### 기록 발췌
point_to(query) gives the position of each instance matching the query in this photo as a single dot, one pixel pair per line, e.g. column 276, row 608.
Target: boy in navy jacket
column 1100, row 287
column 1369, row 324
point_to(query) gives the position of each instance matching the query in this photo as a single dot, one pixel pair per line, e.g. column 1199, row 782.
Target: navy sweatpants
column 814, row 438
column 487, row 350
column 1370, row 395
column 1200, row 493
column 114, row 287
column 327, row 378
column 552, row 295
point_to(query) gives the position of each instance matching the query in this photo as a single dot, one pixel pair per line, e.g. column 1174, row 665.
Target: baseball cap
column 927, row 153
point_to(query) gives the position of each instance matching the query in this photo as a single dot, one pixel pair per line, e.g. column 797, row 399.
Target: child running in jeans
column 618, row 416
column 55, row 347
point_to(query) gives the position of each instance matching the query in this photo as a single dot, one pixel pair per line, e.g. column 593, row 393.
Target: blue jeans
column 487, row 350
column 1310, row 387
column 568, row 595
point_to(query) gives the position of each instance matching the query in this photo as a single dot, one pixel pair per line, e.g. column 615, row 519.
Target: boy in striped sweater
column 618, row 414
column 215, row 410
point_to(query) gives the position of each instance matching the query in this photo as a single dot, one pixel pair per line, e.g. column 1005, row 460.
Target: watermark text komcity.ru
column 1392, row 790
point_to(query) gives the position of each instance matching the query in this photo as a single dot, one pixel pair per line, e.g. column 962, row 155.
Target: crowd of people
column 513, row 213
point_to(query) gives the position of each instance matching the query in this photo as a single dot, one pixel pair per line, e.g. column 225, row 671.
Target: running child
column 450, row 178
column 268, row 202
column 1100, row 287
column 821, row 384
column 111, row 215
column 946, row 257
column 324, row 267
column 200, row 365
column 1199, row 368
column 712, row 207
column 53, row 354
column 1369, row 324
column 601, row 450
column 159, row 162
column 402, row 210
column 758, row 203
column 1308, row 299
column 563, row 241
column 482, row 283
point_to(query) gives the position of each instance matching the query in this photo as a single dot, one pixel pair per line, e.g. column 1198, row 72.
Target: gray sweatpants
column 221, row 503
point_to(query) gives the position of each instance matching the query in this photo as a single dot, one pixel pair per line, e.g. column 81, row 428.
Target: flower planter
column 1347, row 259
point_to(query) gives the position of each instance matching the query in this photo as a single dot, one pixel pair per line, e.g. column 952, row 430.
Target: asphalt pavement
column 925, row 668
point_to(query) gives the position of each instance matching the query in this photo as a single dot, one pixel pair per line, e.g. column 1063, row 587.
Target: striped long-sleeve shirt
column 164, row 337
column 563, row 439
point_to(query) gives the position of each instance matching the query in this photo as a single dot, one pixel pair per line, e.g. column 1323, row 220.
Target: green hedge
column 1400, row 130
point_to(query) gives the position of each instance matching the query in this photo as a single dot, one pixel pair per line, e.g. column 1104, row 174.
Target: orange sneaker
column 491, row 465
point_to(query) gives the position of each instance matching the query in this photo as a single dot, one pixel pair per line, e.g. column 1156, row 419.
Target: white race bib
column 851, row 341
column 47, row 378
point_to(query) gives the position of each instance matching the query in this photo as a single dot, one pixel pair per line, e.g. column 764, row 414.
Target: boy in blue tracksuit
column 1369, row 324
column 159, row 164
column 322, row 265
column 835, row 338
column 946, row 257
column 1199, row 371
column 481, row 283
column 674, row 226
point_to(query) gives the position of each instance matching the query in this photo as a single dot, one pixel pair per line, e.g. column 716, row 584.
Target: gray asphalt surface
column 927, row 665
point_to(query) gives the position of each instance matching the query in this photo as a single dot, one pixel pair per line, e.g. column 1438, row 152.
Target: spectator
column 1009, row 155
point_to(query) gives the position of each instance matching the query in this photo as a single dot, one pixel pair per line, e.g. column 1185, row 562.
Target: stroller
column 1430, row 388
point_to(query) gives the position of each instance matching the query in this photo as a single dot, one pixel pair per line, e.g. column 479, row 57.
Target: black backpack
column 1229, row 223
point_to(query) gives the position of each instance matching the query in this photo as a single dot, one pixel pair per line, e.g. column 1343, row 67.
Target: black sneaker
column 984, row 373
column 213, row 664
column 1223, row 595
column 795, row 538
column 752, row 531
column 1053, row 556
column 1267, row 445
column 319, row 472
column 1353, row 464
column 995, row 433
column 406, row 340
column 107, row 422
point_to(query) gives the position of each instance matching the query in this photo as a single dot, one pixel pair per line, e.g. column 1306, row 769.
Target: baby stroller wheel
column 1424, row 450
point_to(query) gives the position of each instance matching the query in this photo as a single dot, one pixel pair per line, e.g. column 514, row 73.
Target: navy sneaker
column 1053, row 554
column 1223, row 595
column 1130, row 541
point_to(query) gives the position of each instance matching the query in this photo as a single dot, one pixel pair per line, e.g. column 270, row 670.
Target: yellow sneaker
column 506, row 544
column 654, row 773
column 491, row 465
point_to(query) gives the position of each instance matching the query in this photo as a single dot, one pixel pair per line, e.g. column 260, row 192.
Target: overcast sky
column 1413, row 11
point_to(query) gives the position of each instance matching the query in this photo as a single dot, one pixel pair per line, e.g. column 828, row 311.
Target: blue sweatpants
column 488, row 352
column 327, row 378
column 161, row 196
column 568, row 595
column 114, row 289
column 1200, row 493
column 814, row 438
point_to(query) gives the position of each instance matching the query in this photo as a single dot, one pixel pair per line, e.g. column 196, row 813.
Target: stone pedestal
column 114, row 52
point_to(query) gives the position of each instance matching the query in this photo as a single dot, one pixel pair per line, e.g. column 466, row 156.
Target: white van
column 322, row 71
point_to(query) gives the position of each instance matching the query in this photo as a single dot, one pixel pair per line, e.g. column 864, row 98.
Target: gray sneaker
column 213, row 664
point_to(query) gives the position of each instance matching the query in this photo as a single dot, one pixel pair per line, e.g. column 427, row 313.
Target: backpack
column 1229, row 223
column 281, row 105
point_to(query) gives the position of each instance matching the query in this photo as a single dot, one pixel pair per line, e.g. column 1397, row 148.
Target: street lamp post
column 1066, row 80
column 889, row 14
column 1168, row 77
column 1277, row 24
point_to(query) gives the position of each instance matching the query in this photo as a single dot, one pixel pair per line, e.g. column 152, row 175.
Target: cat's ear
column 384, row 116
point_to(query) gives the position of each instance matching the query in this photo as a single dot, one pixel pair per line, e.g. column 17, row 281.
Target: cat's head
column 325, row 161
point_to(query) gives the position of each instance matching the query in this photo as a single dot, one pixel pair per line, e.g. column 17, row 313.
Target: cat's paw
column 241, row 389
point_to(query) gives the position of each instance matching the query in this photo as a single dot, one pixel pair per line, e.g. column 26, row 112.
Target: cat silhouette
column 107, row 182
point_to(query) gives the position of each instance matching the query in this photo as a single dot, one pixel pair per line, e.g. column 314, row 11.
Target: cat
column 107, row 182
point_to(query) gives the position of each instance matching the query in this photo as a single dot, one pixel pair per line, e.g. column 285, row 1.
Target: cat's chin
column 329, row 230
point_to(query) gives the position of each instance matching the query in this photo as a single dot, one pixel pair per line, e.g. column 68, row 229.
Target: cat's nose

### 과제 안내
위 목록에서 "479, row 57."이 들어 있는 줄부터 "column 1413, row 11"가 들어 있는 줄까지 양 끝 줄을 포함하여 한 글자도 바꾸지 말고 다시 적으시오.

### 작성 답안
point_to(query) gives the position of each instance matching the query in this photo as a single dot, one pixel pair per line, e.g. column 479, row 57.
Target: black backpack
column 1229, row 223
point_to(query) gives the position of each instance matching the query in this photo as a single dot, one pixel pair per line, e.g. column 1343, row 67.
Target: black sneaker
column 984, row 373
column 213, row 664
column 1223, row 595
column 795, row 538
column 752, row 531
column 1053, row 556
column 1267, row 445
column 319, row 472
column 1353, row 464
column 995, row 433
column 406, row 340
column 107, row 422
point_to(query) gives the position of each instance matching the query in this photo as a single dot, one pixel pair per line, e.g. column 1306, row 769.
Target: baby stroller wheel
column 1424, row 450
point_to(query) gives the position of each instance matching the query in this photo as a single dot, one pixel pair per line, e.g. column 514, row 73.
Target: navy sneaker
column 1053, row 554
column 1223, row 595
column 1130, row 541
point_to(query) gives the position of each instance matching the query in this photo as a single dot, one pixel pair per line, e.g. column 270, row 670.
Target: yellow sneaker
column 506, row 544
column 654, row 773
column 491, row 465
point_to(query) gives the position of each instance matching the query in this photo as a single dot, one pixel pair per line, e.g. column 260, row 192.
Target: overcast sky
column 1413, row 11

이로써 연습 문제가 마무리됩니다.